## TASK PROMPT
Could you continue the article below on Rep. Louie Gohmert's criticism of the Obamacare employer mandate delay, starting right after its final paragraph?

## SOURCE
Texas Rep. Louie Gohmert says he’s not sure if he’s more disappointed in President Obama regularly legislating on Obamacare and other issues from the Oval Office or Congress for letting him get away with it.
The tea party favorite also ripped the Obama administration for trying to get business leaders to lie about Obamacare. He also aimed choice words at GOP leaders for allowing an extension of the debt ceiling with no conditions and for claiming they can’t really rein in spending until the GOP also controls the Senate and White House.
Earlier this week, President Obama declared another delay in the implementation of the employer mandate, specifically the part impacting businesses employing between 50-99 people. Those employers now have until 2015 to comply with the mandate. Republicans are characterizing this as another example of Obama unilaterally changing laws rather than enforcing them and ignoring the constitutional role of Congress to create or alter legislation.
Gohmert agrees with that assessment but says there’s more blame to go around.
“Not only is it egregious that someone in the executive branch is legislating -heck, I left the bench to run for Congress so that I could participate in legislation, because I knew the judiciary and the executive is not supposed to. Not only is that egregious, but the fact that Congress isn’t standing up against that sort of usurpation. Shame on the Democrats that won’t stand up against that,” said Gohmert, who lamented that the mandate delay is once again a lifeline for businesses while individual Americans get no such reprieve.
“It is helping business and screwing over middle class Americans who are going to have to pay for this. It also points out how dishonest and disingenuous Harry Reid was when he shut down the government. We passed a bill that would postpone this for all Americans in our third compromise we offered. They wouldn’t do it. Now we see they were willing to do it. They just wanted to shut down the government because they knew the mainstream would blame Republicans. It is really outrageous,” said Gohmert.
Gohmert is also livid at revelations the Obama administration is forbidding employers from reducing staff in order to avoid qualifying for the mandate. The U.S. Treasury is reportedly telling employers they can make the staff reductions so long as they swear, under penalty of perjury, that Obamacare was not the reason for the jobs being eliminated.

## STORED DATA
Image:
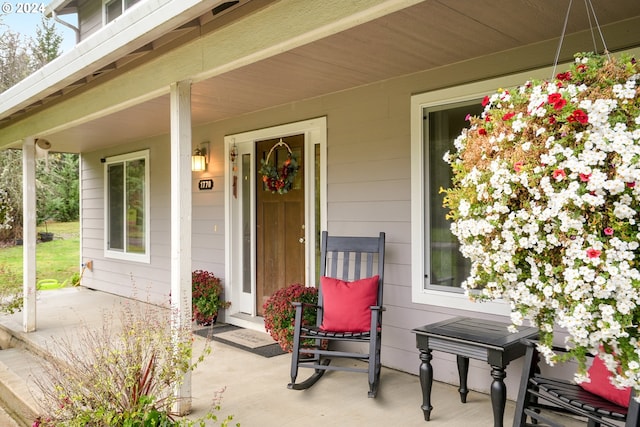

## EXERCISE RESPONSE
“It’s this president and this executive branch putting a financial gun to the head of employers and saying you’ve got to go under oath and lie or you’re not going to be able to stay in business because the Obamacare penalty is going to hurt you so badly. It is really outrageous to force them to make a political statement for the administration in order to get what should be rightfully theirs under the law. Their is nothing in the law that says they can’t let employees go to get down to a certain level,” said Gohmert.
“They were going to force people to lay off employees and now they’re going to force them to lie about why they laid them off. It is really just so wrong, so immoral on so many levels,” he said.
Another major story in Congress this week was both the House and Senate comfortably passing a debt ceiling extension that gives President Obama borrowing authority for more than a year. The Senate version passed on Democratic votes, although a dozen Republicans helped them defeat a filibuster attempt. In the House, Speaker John Boehner bluntly informed the GOP Conference he was bringing forward a “clean” extension, with no demands on spending cuts, the Keystone XL pipeline or anything else attached. Democrats provided most of the votes for passage in the House as well, although 28 Republicans also backed the plan.
Sources close to the Republican leaders say Speaker Boehner offered a laundry list of conditions to attach to the debt ceiling hike but that he was stymied by a large contingent of GOP members who refused to raise the debt ceiling under any circumstances. Gohmert says that’s simply not true.
“They should get out and talk to real members instead of just talking to themselves before they make statement’s like that,” said Gohmert.
“The executive branch should never have been given a blank credit card for the next year unless there were some measures on that bill that would have helped save America for the future,” he said.
“I don’t know how they came to a conclusion that they couldn’t get 218 (votes to pass a bill with conditions) because I talked to a number of people who are normally ‘no’ votes on raising the debt ceiling and proposed a couple of things that they said they’d be hard pressed not to vote for that. They thought they probably would. And these are people that were not whipped or checked by our leadership. So I don’t know how they could conclude, ‘No, we’ll never get enough people on anything, so let’s just throw in the towel completely,'” said Gohmert.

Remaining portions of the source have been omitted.